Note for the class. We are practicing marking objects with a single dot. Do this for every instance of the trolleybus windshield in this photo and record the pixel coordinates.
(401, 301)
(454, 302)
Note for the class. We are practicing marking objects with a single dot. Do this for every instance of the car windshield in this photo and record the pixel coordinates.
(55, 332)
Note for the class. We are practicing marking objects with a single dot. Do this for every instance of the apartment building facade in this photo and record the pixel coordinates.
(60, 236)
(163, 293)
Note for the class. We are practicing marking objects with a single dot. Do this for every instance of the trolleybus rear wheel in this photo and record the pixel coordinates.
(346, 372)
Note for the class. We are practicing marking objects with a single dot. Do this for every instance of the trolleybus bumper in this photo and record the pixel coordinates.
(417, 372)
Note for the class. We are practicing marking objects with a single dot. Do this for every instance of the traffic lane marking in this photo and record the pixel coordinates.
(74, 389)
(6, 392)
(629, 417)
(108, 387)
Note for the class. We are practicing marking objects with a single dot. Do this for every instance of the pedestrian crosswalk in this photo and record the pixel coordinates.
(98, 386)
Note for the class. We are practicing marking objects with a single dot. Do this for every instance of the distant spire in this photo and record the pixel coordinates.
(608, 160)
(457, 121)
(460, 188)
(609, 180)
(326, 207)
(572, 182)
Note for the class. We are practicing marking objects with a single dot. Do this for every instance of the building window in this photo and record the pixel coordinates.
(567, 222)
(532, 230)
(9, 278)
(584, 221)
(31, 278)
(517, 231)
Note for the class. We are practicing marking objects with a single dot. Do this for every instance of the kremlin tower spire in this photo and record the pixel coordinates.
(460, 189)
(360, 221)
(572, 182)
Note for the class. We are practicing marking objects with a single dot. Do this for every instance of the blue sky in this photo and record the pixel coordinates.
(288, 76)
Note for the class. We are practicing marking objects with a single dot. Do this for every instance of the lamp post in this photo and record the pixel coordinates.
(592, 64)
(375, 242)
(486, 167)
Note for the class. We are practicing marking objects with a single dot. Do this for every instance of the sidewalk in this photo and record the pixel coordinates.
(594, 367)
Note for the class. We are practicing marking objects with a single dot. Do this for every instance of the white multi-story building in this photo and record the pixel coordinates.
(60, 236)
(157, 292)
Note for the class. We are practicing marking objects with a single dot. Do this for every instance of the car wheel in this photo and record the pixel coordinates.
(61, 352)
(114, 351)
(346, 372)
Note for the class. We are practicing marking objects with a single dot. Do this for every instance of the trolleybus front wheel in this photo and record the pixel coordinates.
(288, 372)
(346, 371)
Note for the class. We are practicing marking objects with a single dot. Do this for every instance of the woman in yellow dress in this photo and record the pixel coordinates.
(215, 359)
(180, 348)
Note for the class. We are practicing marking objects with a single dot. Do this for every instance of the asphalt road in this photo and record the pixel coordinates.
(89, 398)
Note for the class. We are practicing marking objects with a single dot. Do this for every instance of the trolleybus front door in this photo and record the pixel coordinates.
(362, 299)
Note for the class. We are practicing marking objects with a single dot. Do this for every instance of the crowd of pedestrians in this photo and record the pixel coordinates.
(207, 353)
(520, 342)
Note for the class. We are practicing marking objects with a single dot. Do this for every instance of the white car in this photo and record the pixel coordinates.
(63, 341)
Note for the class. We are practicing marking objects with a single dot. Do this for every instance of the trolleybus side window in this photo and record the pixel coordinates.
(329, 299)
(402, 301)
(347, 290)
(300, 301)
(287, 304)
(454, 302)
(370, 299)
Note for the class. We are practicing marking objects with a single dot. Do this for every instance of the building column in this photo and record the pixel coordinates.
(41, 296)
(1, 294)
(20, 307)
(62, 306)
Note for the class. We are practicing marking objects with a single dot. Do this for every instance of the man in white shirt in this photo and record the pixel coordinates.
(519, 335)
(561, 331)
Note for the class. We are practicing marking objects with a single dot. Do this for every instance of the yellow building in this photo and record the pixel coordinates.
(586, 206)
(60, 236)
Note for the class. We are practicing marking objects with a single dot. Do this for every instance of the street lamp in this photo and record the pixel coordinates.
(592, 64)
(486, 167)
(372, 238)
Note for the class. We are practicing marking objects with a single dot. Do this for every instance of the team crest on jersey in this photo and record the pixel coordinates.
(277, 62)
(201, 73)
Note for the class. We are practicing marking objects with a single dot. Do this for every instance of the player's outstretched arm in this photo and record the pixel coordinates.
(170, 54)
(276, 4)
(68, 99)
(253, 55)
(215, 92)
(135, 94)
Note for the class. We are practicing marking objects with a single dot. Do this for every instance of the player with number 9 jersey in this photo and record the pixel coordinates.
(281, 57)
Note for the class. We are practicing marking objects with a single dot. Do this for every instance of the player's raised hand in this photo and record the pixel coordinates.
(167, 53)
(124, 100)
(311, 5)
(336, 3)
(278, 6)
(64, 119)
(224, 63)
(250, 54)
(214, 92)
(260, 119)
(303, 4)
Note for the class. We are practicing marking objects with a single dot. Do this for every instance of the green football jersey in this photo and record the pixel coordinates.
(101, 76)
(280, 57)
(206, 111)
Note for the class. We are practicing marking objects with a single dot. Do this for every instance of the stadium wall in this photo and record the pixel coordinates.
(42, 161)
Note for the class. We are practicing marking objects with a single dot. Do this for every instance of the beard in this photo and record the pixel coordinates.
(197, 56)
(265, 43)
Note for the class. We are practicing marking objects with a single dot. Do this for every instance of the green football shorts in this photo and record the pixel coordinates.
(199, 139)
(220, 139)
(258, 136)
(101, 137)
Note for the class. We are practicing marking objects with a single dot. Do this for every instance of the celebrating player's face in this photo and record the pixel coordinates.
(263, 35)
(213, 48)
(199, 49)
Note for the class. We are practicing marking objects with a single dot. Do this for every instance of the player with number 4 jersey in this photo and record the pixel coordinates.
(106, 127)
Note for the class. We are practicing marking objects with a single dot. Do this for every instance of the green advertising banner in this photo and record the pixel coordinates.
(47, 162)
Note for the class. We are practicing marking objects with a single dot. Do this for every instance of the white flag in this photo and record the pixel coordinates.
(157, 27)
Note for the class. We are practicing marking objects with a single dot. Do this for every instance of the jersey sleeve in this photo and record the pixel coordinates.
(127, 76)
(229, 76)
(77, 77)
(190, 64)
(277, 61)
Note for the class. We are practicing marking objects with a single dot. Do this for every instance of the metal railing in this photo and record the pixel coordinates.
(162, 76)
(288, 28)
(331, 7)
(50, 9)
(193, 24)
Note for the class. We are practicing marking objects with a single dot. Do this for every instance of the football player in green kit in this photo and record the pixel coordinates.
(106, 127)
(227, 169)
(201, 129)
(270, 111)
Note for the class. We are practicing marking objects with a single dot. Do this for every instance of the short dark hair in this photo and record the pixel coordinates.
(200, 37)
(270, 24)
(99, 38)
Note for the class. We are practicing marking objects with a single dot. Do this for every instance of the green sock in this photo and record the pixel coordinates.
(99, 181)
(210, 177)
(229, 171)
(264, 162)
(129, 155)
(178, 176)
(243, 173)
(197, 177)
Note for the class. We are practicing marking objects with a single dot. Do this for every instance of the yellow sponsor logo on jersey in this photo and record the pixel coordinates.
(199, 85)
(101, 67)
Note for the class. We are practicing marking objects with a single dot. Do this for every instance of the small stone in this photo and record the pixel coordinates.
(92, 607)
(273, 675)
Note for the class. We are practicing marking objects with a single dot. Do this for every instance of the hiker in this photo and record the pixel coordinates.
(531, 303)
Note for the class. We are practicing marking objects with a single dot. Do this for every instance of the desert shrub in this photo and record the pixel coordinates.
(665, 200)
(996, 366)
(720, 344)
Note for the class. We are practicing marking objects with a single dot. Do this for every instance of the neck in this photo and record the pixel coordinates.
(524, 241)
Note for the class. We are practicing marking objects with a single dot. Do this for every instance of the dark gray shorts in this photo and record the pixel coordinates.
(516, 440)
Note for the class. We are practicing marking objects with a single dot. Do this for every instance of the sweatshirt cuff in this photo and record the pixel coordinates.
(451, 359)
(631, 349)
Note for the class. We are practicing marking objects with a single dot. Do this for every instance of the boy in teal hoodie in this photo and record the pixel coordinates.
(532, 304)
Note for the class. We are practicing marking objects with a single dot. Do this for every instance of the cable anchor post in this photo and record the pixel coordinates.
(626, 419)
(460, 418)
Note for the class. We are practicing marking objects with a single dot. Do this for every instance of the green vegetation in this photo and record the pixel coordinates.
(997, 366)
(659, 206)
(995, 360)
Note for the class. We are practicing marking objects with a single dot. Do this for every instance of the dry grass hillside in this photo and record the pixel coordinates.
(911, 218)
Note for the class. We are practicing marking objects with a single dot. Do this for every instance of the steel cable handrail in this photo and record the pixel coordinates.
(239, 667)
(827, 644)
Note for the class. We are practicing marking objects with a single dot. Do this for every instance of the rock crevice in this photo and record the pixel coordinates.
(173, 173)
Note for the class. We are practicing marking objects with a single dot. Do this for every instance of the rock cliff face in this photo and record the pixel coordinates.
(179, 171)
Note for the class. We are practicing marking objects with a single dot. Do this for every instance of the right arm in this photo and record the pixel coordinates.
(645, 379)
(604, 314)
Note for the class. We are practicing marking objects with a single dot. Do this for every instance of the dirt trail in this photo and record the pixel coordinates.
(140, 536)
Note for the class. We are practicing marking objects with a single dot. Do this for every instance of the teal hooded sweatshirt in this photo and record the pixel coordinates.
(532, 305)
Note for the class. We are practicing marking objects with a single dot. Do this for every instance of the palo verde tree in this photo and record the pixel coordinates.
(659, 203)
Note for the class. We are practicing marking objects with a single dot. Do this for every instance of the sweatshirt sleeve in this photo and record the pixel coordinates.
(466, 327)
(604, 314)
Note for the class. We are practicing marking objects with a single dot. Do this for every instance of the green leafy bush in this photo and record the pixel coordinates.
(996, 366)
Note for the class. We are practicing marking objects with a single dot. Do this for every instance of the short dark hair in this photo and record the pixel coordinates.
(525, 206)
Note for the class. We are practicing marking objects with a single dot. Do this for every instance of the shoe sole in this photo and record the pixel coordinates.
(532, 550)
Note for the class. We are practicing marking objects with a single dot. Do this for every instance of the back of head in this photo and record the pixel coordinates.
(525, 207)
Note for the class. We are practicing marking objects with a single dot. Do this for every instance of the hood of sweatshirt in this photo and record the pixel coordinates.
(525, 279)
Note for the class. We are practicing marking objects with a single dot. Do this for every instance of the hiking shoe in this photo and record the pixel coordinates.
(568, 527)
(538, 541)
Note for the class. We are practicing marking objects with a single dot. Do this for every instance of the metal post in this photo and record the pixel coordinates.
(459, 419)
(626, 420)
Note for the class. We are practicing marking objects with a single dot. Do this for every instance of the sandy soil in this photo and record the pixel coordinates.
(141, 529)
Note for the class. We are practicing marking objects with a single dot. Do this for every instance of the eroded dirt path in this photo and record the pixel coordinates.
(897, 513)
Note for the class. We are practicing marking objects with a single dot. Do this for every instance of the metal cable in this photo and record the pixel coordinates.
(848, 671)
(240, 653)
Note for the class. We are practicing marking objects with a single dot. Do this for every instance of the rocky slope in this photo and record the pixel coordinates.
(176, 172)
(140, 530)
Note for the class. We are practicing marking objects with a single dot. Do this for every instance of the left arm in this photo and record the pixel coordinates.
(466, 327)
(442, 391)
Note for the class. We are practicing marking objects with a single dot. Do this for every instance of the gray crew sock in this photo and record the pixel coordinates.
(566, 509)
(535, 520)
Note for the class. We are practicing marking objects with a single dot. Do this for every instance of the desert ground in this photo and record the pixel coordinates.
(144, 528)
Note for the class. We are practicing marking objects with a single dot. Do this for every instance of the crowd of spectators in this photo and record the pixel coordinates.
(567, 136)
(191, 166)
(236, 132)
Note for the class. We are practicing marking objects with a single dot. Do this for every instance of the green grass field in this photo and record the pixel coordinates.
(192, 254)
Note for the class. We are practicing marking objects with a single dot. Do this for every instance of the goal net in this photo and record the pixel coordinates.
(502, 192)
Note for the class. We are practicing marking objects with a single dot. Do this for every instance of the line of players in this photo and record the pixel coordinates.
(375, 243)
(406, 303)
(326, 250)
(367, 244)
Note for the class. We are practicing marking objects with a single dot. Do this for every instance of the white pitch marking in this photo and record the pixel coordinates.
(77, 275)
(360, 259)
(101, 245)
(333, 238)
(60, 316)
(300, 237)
----
EXERCISE GOAL:
Give the lines exactly as they stand, from the line with "crowd of spectators" through the end of the material.

EXERCISE ANSWER:
Note for the class. We are practicing marking objects with a single dot. Do this for every instance of the crowd of spectators in this photo and record the pixel coordinates.
(567, 136)
(191, 166)
(236, 132)
Note for the class. We are practicing marking objects with a single dot. Do this for every instance of the green grass field in this photo and record the pixel coordinates.
(192, 254)
Note for the class. We are practicing marking objects with a single dot. Do this for every instance of the goal net in this photo and record the pixel coordinates.
(502, 192)
Note for the class. We are practicing marking objects with a single dot. Do this for every instance of the line of players in this photo and record the pixel coordinates.
(375, 243)
(406, 303)
(326, 250)
(367, 244)
Note for the class. We are practicing marking objects with a single dot. Do this for every instance of the white pitch marking in this photo and record the pixel coordinates.
(77, 275)
(360, 259)
(101, 245)
(333, 238)
(60, 316)
(300, 237)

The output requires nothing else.